**DIRECTIVE:**
Please reproduce every one of the records below word for word, keeping the lines in their original order.

**SOURCE MATERIAL:**
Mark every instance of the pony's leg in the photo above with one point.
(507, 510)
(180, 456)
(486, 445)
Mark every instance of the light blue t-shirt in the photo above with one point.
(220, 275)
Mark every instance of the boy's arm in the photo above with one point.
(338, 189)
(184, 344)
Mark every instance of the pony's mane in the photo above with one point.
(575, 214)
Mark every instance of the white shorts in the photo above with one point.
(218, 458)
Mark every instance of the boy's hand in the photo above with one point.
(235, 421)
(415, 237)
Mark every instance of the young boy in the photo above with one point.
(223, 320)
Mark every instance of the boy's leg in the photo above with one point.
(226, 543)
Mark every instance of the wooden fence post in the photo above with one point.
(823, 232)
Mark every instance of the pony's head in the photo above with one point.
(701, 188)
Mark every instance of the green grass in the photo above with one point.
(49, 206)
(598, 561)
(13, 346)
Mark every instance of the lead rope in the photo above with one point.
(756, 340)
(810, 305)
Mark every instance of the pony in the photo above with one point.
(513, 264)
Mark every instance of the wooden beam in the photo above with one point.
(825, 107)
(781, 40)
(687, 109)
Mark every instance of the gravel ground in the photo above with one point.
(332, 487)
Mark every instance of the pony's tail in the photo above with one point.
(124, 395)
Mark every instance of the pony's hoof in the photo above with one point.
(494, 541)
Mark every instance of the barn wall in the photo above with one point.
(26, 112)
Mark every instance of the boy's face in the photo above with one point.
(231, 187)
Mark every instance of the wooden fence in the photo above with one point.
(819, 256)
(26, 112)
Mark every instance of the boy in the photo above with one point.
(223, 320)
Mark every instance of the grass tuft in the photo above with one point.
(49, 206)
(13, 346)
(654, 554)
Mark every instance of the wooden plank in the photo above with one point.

**THE REPLY:**
Mark every instance of the pony's leg in the photo above with one point.
(507, 510)
(180, 456)
(486, 445)
Mark every instance of the light blue t-shirt in the photo above with one point.
(220, 275)
Mark every instance of the boy's arm in the photo above with one point.
(338, 189)
(184, 344)
Mark every instance of the pony's mane in the photo above with one point.
(575, 214)
Mark every instance of the white shorts in the photo above with one point.
(218, 458)
Mark every instance of the boy's hand in the photo above with one point.
(235, 421)
(415, 237)
Mark every instance of the young boy in the photo above with one point.
(223, 320)
Mark every instance of the boy's leg in the photo above with one point.
(226, 543)
Mark every instance of the wooden fence post in the photo above with one point.
(823, 232)
Mark every instance of the pony's head in the photo above with one point.
(701, 188)
Mark every instance of the green grass in the photo above with one point.
(49, 206)
(598, 561)
(13, 346)
Mark every instance of the lead rope in the photo above with one point.
(756, 340)
(810, 305)
Mark every instance of the pony in the photo above with one point.
(513, 264)
Mark every instance of the wooden beam in the photo above with one point.
(825, 107)
(781, 40)
(687, 109)
Mark every instance of the gravel ground in the photo above with one point.
(332, 487)
Mark every instance of the pony's tail in the photo above with one point.
(124, 395)
Mark every instance of the pony's hoof in the photo above with one point.
(494, 541)
Mark every instance of the barn wall in the photo above with one point.
(26, 112)
Mark every instance of the boy's face in the photo above with one point.
(231, 187)
Mark every instance of the wooden fence in the photo above with one point.
(819, 256)
(26, 112)
Mark every instance of the boy in the photo above with one point.
(223, 320)
Mark every instance of the grass tuft in the photo above with one point.
(49, 206)
(13, 346)
(654, 554)
Mark every instance of the wooden plank in the photo above with one point.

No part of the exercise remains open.